5.6 Warp Shuffle Instructions
Published on 2018-06-06 | Category: CUDA , Freshman | Comments: 0 | Views:
Abstract: This article introduces the usage of warp shuffle instructions.
Keywords: Warp Shuffle Instructions
Warp Shuffle Instructions
We previously covered shared memory, constant memory, and read-only memory. Today we study a rather special mechanism with an equally special name -- warp shuffle instructions.
Devices supporting warp shuffle instructions require compute capability 3.0 or above.
Shuffle instructions operate within a warp, allowing two threads to access each other's registers. This provides a new channel for information exchange between threads within a warp. We know that variables inside a kernel function reside in registers. A warp can be viewed as 32 kernels executing in parallel. In other words, the register variables in these 32 kernels are physically neighbors, providing the physical basis for mutual access. Threads within a warp exchange data without going through shared memory or global memory, making communication much more efficient. Warp shuffle instructions have extremely low latency and consume no memory.
Warp shuffle instructions are an excellent method for intra-warp thread communication.
First, let's introduce the concept of a "lane" -- simply the index within a warp. A lane ID ranges from [0, 31] and is unique within a warp. "Unique" means unique within a warp -- a thread block may have many identical lane indices, just as a grid has many identical threadIdx.x values. There is also a warp ID. You can calculate a thread's lane index within the current thread block and warp ID as follows:
unsigned int LaneID=threadIdx.x%32;
unsigned int warpID=threadIdx.x/32;
According to this formula, threadIdx.x = 1, 33, 65, etc. within a thread block all have laneID = 1.
Different Forms of Warp Shuffle Instructions
Warp shuffle instructions come in two sets: one for integer variables and one for floating-point variables. There are four forms of shuffle instructions in total.

++++++++++++++++++++

Written exercise 1
What compute capability does the warp shuffle article require for devices that support warp shuffle instructions?
Written exercise 2
Name every kind of memory that the warp shuffle article says was covered earlier.
Written exercise 3
According to the warp shuffle article, why is communication between threads much more efficient with shuffle instructions?
Answer from the warp shuffle article alone.

++++++++++++++++++++

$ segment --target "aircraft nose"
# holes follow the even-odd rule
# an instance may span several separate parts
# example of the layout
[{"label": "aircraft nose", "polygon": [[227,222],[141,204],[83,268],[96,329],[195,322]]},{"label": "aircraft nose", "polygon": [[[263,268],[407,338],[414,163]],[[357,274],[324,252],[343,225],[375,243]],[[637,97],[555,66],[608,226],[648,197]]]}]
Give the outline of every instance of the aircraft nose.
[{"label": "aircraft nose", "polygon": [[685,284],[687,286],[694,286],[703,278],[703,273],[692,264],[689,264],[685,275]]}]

++++++++++++++++++++

Correct answer 1
Compute capability 3.0 or above.

Correct answer 2
Shared memory, constant memory, and read-only memory.

Correct answer 3
Threads within a warp exchange data by accessing each other's registers directly, without going through shared memory or global memory. This is possible because the register variables of a warp's threads are physically neighbors.